● SHORT EXERCISE
Starting at the line with "of the tree" in it, reproduce each line below through the last one, exactly, and include nothing else.

● SOURCE MATERIAL
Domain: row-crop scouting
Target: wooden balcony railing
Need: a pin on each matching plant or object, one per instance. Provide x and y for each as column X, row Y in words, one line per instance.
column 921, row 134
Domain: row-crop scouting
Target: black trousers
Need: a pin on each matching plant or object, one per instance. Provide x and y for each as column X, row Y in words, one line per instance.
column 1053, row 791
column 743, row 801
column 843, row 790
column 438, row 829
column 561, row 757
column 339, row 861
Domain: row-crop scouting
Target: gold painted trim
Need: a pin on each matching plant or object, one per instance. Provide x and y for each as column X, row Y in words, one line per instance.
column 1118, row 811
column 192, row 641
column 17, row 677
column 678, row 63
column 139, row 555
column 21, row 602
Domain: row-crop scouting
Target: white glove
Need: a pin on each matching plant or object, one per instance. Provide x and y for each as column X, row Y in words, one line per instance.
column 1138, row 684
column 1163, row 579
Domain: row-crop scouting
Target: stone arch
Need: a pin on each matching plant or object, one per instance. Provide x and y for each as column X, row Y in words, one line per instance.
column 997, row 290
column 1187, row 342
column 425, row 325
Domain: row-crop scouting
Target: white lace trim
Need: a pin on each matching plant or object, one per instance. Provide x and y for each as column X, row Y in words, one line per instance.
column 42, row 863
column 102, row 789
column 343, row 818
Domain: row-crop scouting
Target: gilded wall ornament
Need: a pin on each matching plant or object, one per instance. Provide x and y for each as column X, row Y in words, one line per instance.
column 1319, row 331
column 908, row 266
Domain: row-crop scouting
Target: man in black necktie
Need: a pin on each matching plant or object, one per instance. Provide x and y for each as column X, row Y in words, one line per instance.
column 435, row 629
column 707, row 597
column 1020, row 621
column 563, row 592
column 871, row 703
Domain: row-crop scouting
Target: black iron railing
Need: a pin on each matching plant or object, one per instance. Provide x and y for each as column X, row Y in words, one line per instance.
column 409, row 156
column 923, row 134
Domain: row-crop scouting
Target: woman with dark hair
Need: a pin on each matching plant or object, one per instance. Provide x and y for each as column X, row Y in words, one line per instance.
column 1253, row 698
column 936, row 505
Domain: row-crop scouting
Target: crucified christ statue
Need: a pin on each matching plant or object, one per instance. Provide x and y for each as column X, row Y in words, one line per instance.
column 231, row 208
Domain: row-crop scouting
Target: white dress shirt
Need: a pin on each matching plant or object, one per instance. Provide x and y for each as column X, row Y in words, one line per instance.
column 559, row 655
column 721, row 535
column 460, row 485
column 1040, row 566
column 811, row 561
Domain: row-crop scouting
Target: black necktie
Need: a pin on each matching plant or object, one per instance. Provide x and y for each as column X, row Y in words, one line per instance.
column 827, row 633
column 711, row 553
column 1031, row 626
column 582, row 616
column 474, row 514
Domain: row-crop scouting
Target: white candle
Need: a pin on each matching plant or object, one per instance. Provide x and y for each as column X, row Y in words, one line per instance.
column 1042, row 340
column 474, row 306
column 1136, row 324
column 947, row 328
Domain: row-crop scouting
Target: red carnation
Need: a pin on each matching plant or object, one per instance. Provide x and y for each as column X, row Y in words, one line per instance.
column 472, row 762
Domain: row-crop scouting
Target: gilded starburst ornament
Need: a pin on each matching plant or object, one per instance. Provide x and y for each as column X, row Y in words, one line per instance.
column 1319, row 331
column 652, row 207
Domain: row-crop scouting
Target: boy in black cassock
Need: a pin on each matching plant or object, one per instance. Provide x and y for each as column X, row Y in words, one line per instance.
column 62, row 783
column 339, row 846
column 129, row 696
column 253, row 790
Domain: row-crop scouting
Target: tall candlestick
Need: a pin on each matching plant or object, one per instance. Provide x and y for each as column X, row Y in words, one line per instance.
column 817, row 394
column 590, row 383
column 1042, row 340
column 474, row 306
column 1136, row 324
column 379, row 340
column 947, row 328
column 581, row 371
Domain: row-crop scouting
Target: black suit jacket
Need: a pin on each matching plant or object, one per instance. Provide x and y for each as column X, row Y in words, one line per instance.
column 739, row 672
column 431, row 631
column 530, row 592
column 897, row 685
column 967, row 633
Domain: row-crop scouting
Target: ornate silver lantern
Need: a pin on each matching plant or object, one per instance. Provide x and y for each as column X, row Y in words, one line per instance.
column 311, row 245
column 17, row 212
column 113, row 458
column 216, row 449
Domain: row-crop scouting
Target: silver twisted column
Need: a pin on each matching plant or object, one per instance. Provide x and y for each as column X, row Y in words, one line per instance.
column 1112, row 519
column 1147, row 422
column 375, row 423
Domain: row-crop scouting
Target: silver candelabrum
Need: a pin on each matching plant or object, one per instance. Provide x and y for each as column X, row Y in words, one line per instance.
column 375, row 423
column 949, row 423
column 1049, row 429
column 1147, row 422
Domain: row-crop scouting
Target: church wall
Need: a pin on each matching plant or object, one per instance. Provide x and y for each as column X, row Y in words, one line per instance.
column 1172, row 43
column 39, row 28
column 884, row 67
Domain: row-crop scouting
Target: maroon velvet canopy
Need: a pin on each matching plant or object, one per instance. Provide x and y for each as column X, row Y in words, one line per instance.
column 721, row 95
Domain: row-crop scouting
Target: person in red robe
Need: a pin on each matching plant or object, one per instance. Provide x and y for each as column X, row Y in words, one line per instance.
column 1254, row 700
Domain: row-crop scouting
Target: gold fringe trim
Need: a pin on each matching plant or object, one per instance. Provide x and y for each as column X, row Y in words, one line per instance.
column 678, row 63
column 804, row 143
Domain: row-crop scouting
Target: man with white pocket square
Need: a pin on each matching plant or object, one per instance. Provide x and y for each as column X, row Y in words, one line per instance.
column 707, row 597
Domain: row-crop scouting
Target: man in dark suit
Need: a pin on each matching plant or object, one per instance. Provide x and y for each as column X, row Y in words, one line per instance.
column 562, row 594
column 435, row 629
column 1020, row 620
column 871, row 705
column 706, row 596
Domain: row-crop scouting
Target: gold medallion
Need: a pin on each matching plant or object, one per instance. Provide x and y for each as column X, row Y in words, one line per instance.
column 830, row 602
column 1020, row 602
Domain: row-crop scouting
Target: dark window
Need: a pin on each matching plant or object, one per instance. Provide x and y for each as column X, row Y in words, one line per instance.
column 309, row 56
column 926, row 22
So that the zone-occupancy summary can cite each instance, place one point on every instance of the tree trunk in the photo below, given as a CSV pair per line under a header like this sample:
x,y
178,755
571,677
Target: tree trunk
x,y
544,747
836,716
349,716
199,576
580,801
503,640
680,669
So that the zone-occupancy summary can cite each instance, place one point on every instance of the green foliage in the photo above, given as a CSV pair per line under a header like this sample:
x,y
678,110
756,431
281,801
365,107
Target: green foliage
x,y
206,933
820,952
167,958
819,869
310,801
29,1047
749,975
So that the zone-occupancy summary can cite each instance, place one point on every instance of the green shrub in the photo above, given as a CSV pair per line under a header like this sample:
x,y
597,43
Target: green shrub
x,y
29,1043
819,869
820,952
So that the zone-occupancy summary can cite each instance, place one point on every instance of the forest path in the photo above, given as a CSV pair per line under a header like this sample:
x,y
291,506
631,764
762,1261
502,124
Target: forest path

● RESPONSE TO THIS TASK
So that the zone-occupancy summary can cite each instance, place one point on every instance of the tree trunk in the photo below, given as a CSV pair per line under a header like this sample:
x,y
178,755
571,677
Target: tree trunk
x,y
544,747
836,716
349,716
199,576
580,801
503,640
680,669
So that the zone-occupancy summary can cite each instance, place one point on every instance of the green foliage in the photo above, given as a CSV pair per line under a header like this sample:
x,y
678,110
756,431
281,801
365,107
Target: green foliage
x,y
206,933
820,952
167,958
819,869
310,801
29,1047
749,975
So that the zone-occupancy summary can cite each instance, place one point on every instance of the green shrub in the photo above, given as a CSV pair per line under a header like this sample:
x,y
597,43
Target: green shrub
x,y
29,1043
819,869
820,952
So that the zone-occupancy summary can cite each instance, place one point on every instance of the forest path in the photo above, given as a CSV pair per line under a header like this sample:
x,y
291,506
631,764
762,1261
502,124
Target: forest path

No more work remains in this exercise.